▸ **Selected passage**

· · · · · · ·

It is cheaper to pay gift tax now than it is to pay estate tax upon death, so making gifts during life is generally good planning. The low gift tax rates for this year, however, make it particularly attractive. In 2010, the gift tax rate has been reduced to 35%, compared to 2009’s 45% rate and 2011’s 55% rate. For the individual who has already used his or her $1 million lifetime gift exemption, and can afford to make further gifts, now is an excellent time to gift cash or assets to a trust for children, or even better, for the benefit of grandchildren and more remote descendants. The downside to this technique is that gift tax has to be paid now instead of paying tax upon death. Analogous to Roth IRA conversions, there are significant benefits in most cases to paying the gift tax now. If you were planning on making taxable gifts anyway, doing so in 2010 before year end, may be extremely beneficial as it may result in reducing the gift tax by

20%-30%.

For existing trusts that are not exempt from the generation-skipping transfer tax, referenced earlier, this year presents the perfect opportunity to make distributions to grandchildren, or more remote descendants of the creator of a trust, free from the generation-skipping transfer tax. With assets at depressed values and low interest rates, 2010 is also an excellent time for making loans and taking advantage of other gifting opportunities.

Family Limited Partnerships and LLCs

Even if there is permanent estate tax repeal, there will be good reasons, particularly with an active family business or family investments that are closely managed, to shift existing assets and future appreciation to younger family members while allowing the senior family members to retain control, especially during a period of depressed business values.

If the gift and estate tax laws get re-enacted, and there is going to be a change in these tax laws, one area that has been targeted for reform is the use of discounts in valuation. Since such discounts are one of the prime tax benefits of family limited partnerships, this provides another reason for planning now to take advantage of this tax saving opportunity while it still is available.

Charitable Planning

The charitable remainder trust (CRT), primarily an income tax planning vehicle, permits you to transfer appreciated property to a tax-exempt trust, which in turn sells the property and reinvests the proceeds and pays you an annuity or unitrust amount each year thereafter. This strategy also provides an estate tax deduction for the remainder interest passing to the charity when the trust ends. The CRT continues to be a valuable estate planning tool, especially in the current state of uncertainty. A charitable private foundation is another vehicle that serves important income and gift tax purposes, so its use should remain attractive in 2011.

· · · · · · ·

▸ **Provided data**
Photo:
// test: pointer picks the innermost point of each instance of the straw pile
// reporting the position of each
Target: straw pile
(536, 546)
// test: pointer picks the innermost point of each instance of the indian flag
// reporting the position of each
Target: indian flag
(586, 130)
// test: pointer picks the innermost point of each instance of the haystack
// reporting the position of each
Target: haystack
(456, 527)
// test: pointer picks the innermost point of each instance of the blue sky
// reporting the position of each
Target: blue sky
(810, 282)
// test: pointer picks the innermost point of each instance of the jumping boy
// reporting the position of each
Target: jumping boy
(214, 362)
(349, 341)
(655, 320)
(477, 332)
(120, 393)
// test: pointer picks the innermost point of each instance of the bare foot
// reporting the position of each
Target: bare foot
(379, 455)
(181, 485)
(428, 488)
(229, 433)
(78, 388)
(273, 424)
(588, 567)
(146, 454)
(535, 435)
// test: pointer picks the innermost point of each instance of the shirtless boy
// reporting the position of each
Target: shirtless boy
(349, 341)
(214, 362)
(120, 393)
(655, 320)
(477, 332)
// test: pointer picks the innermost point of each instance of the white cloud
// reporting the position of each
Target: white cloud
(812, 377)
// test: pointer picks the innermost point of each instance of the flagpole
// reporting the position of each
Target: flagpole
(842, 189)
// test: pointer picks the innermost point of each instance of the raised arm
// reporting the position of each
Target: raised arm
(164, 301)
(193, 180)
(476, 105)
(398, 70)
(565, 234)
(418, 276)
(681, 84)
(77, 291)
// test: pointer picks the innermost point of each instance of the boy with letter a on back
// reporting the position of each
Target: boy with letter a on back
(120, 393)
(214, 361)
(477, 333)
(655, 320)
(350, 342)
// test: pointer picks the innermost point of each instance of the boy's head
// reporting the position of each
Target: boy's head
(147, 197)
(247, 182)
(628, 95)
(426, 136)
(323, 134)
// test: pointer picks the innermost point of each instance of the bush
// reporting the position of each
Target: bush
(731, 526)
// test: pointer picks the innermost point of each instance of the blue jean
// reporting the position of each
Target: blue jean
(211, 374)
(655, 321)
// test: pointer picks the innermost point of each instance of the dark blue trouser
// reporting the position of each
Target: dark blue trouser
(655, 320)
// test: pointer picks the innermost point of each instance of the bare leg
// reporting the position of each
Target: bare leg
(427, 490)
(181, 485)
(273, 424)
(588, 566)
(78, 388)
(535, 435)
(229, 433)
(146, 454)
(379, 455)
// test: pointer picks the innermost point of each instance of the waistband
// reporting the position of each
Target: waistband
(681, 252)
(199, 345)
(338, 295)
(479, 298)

· · · · · · ·

▸ **Exercise task A**
From the text on gift and estate tax planning, list every year for which a gift tax rate is stated, along with that rate.
▸ **Exercise task B**
Format the records from the line with "of the waistband" through the end of the records as a JSON list of strings, one string per line and no blank lines.

▸ **Complete response A**
2010: 35%
2009: 45%
2011: 55%

▸ **Complete response B**
[
  "// test: pointer picks the innermost point of each instance of the waistband",
  "// reporting the position of each",
  "Target: waistband",
  "(681, 252)",
  "(199, 345)",
  "(338, 295)",
  "(479, 298)"
]